• _ページ_:
▬▬▬▬▬▬

こんにちは!公認会計士の青山です

パブリックセクターを中心に会計その他のお手伝いをしています。徒然なるままに仕事やプライベートについて紹介します。

大学はトイレで選んでいいんです。

2019-12-09 | 公会計

母と娘の会話

(母)入学金の支払いがあるから、そろそろ大学どこにするか決めて!

(娘)A大学も良かったけど、B大学はトイレがきれいで仕切られた化粧台もあるし、良かったな。

(母)大事な大学選びをトイレで決めていいの??

(娘)・・・

お母さん、大学は、トイレで決めていいんです。

少子化が進み、将来の大学経営が不安定なこの時代では、今後、大学の執行部の裁量がますます問われます。そして、執行部の裁量つまりセンスは、トイレを見ればわかる!少し言い過ぎかもしれませんが。でも、学生にとって、特に女子学生にとって、教場と同じくらいトイレは大事な空間ですよね。学生をファーストを掲げているのであれば、まずトイレの整備を進めてほしいですね。この気持ちがわからない執行部は将来不安です。言いすぎかな?


プレミアムフライデー

2019-04-17 | 公会計

以前、私の知り合いが、上司1人、自分1人の計2人の海外駐在所に赴任していた時のことを思い出して、次のような話をしていました。

「当時、仕事以上に上司との波長が合わなくて大変だった。上司は週明けが一番元気で週末に近くなるほど疲れてくるけど、自分は逆で週末に近づくほど仕事に精が出る。仕事の歩調が全然合わなかったんだ。」

たぶん、上司の疲れは「肉体的な」疲れであり、一方彼の疲れは「精神的」疲れなのです。知り合いは、当時まだ若かったので、肉体的にはバリバリ働く体力を持っていたけれど、精神的には上司と2人だけというのもあって、きつかったのでしょう。きっと、彼は金曜の午後が一番仕事に精が出たことでしょう。なぜなら、今頑張れば、明日気持ちよく休めるのだから。 

経済産業省等が、毎月末の金曜日を「プレミアムフライデー」とする取り組みを開始してから、20192月で2年が経ちました。月末の金曜日に少し早めに仕事を終えて、豊かな週末を楽しもうという試みは、消費喚起には少しずつ効果が出てきているとの評価がある一方、日本経済に劇的な効果をもたらしているかというと疑問も生じます。では、今後何が必要なのでしょうか。

その答えは、前述した私の知り合いの言葉にあるような気がします。毎月末の金曜日に早めに仕事を切り上げ豊かな週末を過ごすという発想は、明らかに金曜日に疲れている「おじさん」の発想です。一方、「若者」には響かないでしょう。「若者」は残業をしてでも、金曜日中に仕事を終わらせたいと思うはずだからです。そう、金曜日だから頑張れるのです。

では、「プレミアムフライデー」が全く意味のないものかというとそうではありません。なぜなら、若者も「プレミアム」な「フライデー」にしたい気持ちは、おじさんと変わらないからです。但し、一工夫必要なのかもしれません。若者は、一生懸命仕事を頑張った週の終わりには、気の合った仲間と飲みたい。たとえ、それが遅い時間であっても。そのために、せめて金曜だけはオールナイトで電車を動かす、せめて終電の時間を遅らせるなどの工夫は必要ではないでしょうか。そうすれば、「金曜22時開始翌日2時終了」の食事会も普通にできるかもしれませんね。

▬▬▬▬▬▬

[保存済みの行]

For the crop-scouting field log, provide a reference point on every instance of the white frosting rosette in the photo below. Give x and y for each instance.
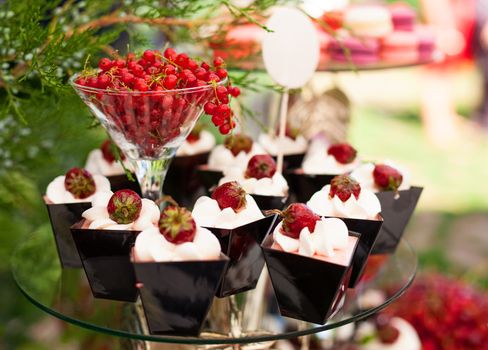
(56, 193)
(367, 206)
(97, 164)
(329, 235)
(99, 218)
(267, 186)
(207, 213)
(222, 158)
(152, 246)
(272, 144)
(204, 144)
(364, 175)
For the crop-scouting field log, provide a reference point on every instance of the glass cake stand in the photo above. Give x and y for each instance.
(65, 294)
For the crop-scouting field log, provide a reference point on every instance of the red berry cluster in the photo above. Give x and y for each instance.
(143, 101)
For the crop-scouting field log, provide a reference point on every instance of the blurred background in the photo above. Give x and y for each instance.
(428, 118)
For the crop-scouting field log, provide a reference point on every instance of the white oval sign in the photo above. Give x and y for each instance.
(291, 52)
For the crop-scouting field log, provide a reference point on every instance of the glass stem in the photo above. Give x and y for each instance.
(151, 173)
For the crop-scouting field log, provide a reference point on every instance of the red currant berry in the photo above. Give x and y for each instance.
(104, 64)
(218, 61)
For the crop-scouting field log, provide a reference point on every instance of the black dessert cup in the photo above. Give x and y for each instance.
(270, 202)
(306, 288)
(182, 182)
(122, 182)
(209, 177)
(369, 231)
(176, 296)
(62, 216)
(303, 186)
(242, 246)
(106, 258)
(396, 209)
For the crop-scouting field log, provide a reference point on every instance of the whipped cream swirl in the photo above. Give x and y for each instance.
(99, 218)
(204, 144)
(330, 234)
(267, 186)
(207, 213)
(364, 175)
(151, 246)
(367, 206)
(222, 158)
(56, 193)
(273, 144)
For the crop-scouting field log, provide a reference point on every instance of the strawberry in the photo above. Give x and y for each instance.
(80, 183)
(124, 206)
(296, 217)
(237, 143)
(260, 166)
(230, 195)
(177, 225)
(107, 149)
(344, 186)
(387, 178)
(343, 153)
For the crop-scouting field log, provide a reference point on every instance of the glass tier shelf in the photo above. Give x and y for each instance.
(65, 293)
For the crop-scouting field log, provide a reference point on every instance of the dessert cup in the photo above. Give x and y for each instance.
(303, 186)
(182, 181)
(176, 296)
(105, 255)
(396, 210)
(369, 231)
(307, 289)
(242, 246)
(62, 216)
(148, 140)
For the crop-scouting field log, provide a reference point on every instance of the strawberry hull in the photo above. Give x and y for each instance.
(105, 255)
(62, 216)
(209, 177)
(242, 246)
(182, 182)
(176, 296)
(306, 289)
(270, 202)
(396, 213)
(303, 186)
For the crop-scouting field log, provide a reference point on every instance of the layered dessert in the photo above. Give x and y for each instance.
(228, 207)
(122, 210)
(77, 185)
(260, 177)
(338, 158)
(176, 238)
(385, 176)
(344, 197)
(104, 161)
(235, 152)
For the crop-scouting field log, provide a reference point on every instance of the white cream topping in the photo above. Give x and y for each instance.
(367, 206)
(204, 144)
(268, 186)
(56, 193)
(99, 218)
(152, 246)
(272, 144)
(207, 213)
(221, 158)
(330, 234)
(96, 164)
(408, 338)
(364, 175)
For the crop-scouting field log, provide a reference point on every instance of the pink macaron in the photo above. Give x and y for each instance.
(400, 47)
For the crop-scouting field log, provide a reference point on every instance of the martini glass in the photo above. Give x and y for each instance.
(147, 126)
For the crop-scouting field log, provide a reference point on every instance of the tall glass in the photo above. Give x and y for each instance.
(147, 126)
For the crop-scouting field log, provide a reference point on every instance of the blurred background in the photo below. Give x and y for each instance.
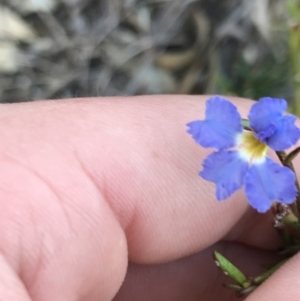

▬▬▬▬▬▬

• _出題_:
1. ブログについて、次の問いに答えてください。
(a) 娘がB大学を良かったと言った理由は何ですか。
(b) 経済産業省等は、毎月末の金曜日を何とする取り組みを始めましたか。
(c) 若者のために筆者が必要だと挙げている工夫は何ですか。
2. ブログでは、月末の金曜日に早めに仕事を切り上げるという発想は「若者」には響かないとしていますが、なぜですか。1〜3文で説明してください。
これらの行は、ブログとは別の資料です。

• _解答例_:
1.
(a) トイレがきれいで、仕切られた化粧台もあったからです。
(b) 「プレミアムフライデー」とする取り組みです。
(c) せめて金曜だけはオールナイトで電車を動かすこと、せめて終電の時間を遅らせることです。

2. 「若者」は、残業をしてでも金曜日中に仕事を終わらせたいと思うはずだからです。筆者は、若者にとっては金曜日だから頑張れるのだと述べています。